■ Work required
Please set down exactly the lines of the listing below from the line containing "handle and return its bounding box." through the line containing "Above is an image. Your task is to find the toilet", both lines included, leaving out all other lines.

■ Excerpted data
-*-

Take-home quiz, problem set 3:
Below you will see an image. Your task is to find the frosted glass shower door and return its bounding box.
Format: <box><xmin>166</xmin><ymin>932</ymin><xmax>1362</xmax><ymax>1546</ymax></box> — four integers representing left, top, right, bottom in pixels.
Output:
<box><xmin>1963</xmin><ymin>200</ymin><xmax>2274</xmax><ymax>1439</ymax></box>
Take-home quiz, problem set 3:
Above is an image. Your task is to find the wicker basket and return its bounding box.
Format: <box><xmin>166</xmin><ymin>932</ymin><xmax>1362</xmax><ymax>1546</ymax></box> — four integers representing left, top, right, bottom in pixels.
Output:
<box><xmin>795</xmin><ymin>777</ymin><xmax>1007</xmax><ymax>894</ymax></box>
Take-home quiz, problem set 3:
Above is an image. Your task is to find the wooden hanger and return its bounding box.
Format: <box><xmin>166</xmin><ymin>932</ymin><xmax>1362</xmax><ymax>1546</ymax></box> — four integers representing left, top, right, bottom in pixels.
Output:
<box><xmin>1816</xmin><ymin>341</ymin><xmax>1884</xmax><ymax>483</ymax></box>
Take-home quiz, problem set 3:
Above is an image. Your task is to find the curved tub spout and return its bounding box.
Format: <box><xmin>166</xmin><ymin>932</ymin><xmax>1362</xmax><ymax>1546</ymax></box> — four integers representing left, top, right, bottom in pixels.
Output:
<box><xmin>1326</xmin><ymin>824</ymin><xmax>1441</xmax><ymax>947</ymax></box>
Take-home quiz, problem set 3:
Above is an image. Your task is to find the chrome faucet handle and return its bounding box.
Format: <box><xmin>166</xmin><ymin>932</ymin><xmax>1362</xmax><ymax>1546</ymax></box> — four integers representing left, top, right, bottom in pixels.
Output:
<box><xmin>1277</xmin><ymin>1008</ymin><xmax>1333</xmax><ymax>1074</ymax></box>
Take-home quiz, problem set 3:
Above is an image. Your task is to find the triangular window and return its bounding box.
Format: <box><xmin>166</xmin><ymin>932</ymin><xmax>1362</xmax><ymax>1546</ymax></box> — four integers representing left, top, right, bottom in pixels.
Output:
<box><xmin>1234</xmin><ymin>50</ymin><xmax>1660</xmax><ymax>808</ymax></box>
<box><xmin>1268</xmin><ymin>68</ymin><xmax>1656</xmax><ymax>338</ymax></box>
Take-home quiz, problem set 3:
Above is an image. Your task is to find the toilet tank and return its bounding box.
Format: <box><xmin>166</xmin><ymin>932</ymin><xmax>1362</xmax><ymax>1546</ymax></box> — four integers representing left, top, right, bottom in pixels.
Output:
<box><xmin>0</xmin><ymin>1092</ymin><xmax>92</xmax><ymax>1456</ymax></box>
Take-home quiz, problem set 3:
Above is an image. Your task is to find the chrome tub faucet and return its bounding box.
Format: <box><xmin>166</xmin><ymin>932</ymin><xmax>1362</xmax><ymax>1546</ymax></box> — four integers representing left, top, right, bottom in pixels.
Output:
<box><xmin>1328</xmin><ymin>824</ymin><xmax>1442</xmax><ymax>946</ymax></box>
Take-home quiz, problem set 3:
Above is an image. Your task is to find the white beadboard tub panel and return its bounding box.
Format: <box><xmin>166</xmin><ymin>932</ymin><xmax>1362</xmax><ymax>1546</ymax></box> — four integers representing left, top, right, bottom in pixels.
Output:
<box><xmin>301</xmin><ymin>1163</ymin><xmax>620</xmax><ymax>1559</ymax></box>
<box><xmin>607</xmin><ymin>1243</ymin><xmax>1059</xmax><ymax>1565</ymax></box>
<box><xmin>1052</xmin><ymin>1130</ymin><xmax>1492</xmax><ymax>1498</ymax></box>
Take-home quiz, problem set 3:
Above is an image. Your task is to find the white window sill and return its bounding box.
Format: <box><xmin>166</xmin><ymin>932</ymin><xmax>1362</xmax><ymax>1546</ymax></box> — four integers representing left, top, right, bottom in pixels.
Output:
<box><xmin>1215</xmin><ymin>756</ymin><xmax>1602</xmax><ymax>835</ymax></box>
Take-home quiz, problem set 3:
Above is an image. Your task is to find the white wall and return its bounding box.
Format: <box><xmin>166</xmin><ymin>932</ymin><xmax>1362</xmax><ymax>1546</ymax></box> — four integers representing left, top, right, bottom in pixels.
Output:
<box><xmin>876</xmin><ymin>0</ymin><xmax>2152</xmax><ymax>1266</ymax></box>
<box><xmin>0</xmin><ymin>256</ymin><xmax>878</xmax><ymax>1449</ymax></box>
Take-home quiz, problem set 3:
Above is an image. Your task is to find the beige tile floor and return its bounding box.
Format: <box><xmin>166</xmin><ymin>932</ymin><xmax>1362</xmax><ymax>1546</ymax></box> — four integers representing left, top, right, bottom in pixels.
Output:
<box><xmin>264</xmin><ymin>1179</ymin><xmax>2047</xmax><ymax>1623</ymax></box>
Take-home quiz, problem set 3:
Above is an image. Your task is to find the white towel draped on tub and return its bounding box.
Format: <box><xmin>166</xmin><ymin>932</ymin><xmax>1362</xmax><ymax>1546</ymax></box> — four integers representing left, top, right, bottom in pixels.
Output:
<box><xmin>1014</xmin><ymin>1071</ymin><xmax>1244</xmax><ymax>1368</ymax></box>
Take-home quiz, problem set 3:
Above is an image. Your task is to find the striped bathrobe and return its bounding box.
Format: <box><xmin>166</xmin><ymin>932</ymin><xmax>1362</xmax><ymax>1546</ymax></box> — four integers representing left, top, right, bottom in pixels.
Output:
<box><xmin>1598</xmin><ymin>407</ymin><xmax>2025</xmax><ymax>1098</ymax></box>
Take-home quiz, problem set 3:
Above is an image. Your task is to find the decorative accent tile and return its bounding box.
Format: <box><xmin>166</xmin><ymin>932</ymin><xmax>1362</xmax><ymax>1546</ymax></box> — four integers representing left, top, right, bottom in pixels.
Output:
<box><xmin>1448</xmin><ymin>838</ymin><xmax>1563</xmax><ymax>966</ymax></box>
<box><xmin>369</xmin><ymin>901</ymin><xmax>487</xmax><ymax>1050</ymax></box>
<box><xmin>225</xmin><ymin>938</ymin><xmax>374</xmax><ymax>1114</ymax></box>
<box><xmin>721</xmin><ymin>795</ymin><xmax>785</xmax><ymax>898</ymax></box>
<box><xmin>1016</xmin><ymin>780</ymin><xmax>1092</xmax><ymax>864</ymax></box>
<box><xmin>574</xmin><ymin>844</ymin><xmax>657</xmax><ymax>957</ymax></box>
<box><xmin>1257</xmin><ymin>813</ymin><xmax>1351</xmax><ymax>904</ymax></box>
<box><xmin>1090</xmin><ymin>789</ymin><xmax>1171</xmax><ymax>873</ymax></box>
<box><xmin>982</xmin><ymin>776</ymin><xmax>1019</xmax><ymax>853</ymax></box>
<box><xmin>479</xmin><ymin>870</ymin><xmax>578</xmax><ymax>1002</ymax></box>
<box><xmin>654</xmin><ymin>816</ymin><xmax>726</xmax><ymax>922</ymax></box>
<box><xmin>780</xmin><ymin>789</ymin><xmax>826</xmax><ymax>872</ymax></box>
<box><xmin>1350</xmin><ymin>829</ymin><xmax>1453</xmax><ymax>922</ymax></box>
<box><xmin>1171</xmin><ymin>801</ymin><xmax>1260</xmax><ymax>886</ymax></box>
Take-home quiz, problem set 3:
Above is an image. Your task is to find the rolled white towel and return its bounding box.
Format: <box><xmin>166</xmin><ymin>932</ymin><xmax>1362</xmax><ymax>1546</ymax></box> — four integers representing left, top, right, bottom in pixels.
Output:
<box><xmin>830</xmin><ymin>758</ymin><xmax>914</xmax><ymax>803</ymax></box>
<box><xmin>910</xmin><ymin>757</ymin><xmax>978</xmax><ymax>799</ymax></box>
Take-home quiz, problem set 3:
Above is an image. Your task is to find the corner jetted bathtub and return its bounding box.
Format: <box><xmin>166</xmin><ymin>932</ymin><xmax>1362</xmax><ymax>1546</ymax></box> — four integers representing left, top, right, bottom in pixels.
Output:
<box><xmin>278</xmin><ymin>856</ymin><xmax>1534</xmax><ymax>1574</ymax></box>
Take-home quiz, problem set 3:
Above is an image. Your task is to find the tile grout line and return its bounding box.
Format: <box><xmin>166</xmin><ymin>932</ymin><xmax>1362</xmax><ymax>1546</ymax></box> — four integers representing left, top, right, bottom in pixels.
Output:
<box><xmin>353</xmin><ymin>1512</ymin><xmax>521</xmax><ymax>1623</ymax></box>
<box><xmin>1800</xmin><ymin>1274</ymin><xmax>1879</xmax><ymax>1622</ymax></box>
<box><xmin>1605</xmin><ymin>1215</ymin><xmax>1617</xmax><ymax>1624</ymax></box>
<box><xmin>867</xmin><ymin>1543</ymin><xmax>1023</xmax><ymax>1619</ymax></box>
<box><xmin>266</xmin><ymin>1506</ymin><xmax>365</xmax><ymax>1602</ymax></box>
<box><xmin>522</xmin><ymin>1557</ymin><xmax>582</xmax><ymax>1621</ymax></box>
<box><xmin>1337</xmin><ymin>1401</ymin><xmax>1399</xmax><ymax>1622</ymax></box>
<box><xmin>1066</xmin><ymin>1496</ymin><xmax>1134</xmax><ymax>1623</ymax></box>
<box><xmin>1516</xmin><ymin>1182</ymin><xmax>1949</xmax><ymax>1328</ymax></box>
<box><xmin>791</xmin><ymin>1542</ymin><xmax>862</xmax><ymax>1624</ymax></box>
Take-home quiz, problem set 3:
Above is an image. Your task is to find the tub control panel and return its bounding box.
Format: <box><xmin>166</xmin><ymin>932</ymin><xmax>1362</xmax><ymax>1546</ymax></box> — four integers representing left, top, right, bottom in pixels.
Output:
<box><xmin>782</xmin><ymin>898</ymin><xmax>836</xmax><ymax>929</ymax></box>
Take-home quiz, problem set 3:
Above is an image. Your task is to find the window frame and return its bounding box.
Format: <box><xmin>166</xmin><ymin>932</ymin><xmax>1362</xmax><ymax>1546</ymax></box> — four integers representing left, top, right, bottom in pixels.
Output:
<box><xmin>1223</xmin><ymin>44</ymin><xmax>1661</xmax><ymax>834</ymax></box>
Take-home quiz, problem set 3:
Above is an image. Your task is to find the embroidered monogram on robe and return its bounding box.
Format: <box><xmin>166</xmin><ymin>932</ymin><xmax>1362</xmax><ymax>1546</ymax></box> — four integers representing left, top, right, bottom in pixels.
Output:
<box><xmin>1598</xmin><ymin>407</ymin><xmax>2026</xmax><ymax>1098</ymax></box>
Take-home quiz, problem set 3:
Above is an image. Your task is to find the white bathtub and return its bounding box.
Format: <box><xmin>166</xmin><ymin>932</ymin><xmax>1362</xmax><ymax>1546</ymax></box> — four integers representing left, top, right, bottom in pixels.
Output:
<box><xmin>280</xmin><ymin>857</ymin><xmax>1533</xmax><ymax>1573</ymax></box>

-*-

■ Answer space
Above is an image. Your task is to find the chrome faucet handle and return its bounding box.
Format: <box><xmin>166</xmin><ymin>932</ymin><xmax>1362</xmax><ymax>1546</ymax></box> — four integers representing left, top, right, bottom in pixels.
Output:
<box><xmin>1277</xmin><ymin>1008</ymin><xmax>1333</xmax><ymax>1074</ymax></box>
Take-home quiz, problem set 3:
Above is an image. Your task is to find the triangular window and return its bounding box.
Format: <box><xmin>166</xmin><ymin>932</ymin><xmax>1362</xmax><ymax>1546</ymax></box> — four integers representing left, top, right, bottom in pixels.
Output:
<box><xmin>1234</xmin><ymin>50</ymin><xmax>1660</xmax><ymax>808</ymax></box>
<box><xmin>1268</xmin><ymin>68</ymin><xmax>1656</xmax><ymax>338</ymax></box>
Take-home quiz, problem set 3:
Above is an image. Your task is to find the toilet tank and return its bounding box.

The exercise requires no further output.